ASSIGNED TASK —
Every line below that contains the word "beak" must be copied.

[Spatial localization data]
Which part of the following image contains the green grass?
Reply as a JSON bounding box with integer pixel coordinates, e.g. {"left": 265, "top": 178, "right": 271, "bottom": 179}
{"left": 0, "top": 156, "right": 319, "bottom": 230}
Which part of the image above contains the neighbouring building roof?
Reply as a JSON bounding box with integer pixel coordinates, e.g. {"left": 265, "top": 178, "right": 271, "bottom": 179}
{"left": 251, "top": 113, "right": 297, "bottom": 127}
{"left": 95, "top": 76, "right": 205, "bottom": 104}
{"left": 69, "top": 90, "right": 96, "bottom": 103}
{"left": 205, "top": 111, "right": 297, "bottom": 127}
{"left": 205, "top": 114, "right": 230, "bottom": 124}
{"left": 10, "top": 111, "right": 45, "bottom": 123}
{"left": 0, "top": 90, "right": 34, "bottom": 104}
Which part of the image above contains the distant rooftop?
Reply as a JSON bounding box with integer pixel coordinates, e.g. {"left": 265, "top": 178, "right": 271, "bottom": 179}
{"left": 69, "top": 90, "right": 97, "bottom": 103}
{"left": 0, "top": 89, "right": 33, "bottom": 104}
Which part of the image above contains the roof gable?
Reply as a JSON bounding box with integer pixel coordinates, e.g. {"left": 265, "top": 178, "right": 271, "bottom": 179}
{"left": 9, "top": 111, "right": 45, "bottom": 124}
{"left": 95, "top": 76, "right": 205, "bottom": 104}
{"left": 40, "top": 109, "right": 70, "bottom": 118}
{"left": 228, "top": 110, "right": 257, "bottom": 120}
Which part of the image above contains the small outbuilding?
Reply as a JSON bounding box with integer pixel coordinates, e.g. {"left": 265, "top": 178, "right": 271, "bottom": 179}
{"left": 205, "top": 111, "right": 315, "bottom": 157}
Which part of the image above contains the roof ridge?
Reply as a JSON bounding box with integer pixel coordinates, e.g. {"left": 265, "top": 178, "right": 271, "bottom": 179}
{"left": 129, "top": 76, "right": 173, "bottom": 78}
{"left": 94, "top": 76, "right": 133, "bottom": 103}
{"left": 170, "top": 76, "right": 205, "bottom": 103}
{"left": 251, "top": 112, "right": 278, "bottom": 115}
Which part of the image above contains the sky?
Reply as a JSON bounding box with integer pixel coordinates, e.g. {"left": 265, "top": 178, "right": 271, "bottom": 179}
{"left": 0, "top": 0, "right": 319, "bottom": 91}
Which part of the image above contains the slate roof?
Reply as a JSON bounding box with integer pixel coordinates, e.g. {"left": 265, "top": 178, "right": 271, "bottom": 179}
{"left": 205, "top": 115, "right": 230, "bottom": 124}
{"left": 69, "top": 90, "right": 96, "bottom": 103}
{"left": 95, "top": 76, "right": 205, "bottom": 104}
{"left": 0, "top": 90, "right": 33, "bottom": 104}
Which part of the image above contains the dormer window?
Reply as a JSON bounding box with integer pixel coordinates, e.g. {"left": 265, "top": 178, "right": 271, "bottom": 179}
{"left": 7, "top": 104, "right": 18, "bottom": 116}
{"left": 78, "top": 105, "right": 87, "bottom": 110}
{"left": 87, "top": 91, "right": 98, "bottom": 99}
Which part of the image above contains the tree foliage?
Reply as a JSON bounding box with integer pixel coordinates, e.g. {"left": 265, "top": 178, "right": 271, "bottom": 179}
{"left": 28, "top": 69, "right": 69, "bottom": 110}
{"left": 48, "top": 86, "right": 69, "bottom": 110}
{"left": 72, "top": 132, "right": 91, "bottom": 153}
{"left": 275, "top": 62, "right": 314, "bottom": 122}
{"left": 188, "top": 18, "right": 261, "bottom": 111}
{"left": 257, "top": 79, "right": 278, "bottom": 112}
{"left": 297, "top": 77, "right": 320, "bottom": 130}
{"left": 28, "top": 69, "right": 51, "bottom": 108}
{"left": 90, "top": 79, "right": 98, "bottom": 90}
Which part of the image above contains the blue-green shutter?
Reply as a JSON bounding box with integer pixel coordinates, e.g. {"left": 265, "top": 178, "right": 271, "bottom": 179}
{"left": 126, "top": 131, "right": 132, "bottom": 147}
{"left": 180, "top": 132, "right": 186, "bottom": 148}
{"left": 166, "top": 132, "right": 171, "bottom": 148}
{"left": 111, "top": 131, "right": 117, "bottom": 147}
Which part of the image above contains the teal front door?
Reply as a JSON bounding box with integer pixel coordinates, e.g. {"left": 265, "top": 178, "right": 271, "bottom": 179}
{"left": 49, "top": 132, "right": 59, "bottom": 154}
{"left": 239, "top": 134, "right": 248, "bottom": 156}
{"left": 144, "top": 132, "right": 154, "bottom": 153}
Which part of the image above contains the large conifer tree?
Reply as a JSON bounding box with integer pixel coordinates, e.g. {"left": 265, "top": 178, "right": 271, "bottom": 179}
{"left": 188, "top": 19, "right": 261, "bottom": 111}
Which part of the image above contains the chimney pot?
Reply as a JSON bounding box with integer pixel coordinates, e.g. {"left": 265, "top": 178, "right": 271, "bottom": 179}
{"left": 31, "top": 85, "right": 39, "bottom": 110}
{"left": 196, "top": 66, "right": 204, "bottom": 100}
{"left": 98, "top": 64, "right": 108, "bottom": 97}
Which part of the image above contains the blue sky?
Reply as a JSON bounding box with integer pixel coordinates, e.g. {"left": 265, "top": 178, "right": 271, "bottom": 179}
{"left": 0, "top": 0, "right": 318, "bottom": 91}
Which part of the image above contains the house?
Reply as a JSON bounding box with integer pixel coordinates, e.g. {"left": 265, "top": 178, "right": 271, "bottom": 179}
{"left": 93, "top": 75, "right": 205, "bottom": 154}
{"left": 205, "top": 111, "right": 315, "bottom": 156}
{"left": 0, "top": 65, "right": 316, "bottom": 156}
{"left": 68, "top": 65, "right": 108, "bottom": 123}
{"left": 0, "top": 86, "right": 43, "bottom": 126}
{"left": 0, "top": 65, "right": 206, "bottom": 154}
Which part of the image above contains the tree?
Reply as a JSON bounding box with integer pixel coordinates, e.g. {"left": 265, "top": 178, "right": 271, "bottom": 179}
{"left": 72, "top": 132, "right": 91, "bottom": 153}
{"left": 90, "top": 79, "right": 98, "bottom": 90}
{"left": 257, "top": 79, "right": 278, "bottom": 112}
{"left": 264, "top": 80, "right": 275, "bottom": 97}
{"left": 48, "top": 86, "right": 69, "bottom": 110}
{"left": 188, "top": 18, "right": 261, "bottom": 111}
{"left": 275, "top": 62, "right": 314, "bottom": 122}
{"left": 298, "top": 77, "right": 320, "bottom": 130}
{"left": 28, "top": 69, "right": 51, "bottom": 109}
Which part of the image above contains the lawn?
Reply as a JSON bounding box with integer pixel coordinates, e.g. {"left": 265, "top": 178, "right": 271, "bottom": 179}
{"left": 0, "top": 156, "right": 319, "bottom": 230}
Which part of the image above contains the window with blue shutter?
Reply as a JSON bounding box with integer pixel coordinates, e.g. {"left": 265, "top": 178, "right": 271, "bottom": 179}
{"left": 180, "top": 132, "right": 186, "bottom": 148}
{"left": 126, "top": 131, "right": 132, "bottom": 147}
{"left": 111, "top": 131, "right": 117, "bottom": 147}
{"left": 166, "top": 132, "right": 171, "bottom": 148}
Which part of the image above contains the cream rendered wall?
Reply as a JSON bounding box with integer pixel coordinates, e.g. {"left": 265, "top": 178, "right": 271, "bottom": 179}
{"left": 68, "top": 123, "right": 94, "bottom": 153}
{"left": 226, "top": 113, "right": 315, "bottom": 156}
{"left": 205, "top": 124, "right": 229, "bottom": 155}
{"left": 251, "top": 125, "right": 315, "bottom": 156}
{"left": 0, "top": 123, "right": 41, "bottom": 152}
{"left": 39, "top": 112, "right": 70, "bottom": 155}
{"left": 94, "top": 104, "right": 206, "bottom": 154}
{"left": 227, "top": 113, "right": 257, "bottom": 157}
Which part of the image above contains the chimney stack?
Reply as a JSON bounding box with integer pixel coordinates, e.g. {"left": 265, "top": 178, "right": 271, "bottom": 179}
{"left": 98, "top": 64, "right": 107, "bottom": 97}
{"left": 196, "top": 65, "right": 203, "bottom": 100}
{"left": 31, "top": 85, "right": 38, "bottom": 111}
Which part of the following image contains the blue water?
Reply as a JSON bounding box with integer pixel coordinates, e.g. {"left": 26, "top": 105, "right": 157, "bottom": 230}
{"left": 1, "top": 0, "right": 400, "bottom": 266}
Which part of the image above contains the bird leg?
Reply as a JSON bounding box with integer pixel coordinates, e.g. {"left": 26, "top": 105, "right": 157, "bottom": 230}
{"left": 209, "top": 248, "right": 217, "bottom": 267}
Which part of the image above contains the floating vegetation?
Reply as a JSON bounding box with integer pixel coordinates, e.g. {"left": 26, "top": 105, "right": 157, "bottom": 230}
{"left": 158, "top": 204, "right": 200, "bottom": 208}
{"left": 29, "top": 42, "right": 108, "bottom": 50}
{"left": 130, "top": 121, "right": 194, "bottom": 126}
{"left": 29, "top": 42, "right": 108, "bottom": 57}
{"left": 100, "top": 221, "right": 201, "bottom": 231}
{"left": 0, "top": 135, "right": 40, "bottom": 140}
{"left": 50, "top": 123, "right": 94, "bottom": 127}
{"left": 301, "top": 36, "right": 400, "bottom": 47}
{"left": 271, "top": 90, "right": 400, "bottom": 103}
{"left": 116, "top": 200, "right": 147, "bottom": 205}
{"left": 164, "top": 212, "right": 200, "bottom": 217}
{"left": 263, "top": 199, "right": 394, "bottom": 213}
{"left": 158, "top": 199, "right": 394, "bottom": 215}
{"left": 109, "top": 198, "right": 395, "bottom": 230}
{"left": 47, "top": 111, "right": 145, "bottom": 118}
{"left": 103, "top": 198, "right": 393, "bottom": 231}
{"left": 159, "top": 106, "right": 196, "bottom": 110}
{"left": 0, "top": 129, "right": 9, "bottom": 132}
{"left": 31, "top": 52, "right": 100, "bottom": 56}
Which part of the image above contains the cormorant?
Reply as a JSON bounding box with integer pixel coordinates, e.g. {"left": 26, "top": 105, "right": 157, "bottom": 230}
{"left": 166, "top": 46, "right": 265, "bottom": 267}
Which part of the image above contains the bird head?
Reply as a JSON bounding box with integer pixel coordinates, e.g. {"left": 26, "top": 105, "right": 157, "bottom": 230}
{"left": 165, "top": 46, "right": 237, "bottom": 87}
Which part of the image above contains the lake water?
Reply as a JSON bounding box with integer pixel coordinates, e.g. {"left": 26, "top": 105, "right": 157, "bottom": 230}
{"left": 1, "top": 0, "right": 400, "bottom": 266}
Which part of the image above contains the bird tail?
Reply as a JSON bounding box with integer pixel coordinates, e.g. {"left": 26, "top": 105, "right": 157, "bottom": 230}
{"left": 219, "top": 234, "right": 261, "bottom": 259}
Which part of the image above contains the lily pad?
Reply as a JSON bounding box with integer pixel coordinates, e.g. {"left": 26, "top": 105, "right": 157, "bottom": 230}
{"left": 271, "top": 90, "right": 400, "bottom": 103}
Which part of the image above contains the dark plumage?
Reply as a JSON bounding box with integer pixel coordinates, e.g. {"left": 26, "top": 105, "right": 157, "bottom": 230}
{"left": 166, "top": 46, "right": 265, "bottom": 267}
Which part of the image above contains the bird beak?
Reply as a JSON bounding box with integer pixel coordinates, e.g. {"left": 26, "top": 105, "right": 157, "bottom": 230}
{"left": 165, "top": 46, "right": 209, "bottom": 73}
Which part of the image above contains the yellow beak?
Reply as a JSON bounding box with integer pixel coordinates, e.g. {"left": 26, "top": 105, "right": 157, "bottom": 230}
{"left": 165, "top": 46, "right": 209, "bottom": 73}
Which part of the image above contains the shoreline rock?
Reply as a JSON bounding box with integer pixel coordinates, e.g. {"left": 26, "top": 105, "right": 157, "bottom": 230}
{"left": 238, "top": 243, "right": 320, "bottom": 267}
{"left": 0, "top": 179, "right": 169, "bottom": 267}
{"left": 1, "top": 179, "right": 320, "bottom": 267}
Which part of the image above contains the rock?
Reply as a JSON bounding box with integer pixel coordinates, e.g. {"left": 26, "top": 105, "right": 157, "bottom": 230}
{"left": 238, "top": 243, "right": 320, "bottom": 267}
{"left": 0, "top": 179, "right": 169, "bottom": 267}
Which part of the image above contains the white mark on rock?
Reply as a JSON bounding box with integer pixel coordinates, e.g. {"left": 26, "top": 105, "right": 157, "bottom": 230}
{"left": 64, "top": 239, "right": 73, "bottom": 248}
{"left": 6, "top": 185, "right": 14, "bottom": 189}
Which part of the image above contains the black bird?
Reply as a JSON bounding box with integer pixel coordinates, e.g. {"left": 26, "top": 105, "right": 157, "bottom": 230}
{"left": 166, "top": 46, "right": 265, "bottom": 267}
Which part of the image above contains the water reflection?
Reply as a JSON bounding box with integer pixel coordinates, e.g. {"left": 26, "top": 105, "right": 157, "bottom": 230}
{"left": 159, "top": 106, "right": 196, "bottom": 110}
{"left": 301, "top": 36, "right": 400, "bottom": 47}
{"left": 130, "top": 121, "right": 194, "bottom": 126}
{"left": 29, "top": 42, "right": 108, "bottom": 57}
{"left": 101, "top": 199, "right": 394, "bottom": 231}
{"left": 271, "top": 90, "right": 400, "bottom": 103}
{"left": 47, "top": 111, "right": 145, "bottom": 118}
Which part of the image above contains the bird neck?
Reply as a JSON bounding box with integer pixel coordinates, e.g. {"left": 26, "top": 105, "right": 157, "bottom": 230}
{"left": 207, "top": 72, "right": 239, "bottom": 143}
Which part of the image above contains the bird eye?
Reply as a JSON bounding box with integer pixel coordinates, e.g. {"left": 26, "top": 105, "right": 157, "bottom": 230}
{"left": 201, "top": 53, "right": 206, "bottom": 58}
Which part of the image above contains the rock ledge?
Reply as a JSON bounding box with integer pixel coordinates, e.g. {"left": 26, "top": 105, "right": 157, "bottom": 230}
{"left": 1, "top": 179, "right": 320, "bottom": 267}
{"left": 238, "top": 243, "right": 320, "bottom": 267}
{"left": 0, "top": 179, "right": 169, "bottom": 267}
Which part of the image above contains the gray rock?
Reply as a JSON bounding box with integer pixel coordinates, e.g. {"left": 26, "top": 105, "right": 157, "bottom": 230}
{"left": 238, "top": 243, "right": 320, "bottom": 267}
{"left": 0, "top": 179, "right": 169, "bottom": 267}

EXERCISE ANSWER —
Which part of the image above contains the bird beak?
Which part of the image above contains the yellow beak?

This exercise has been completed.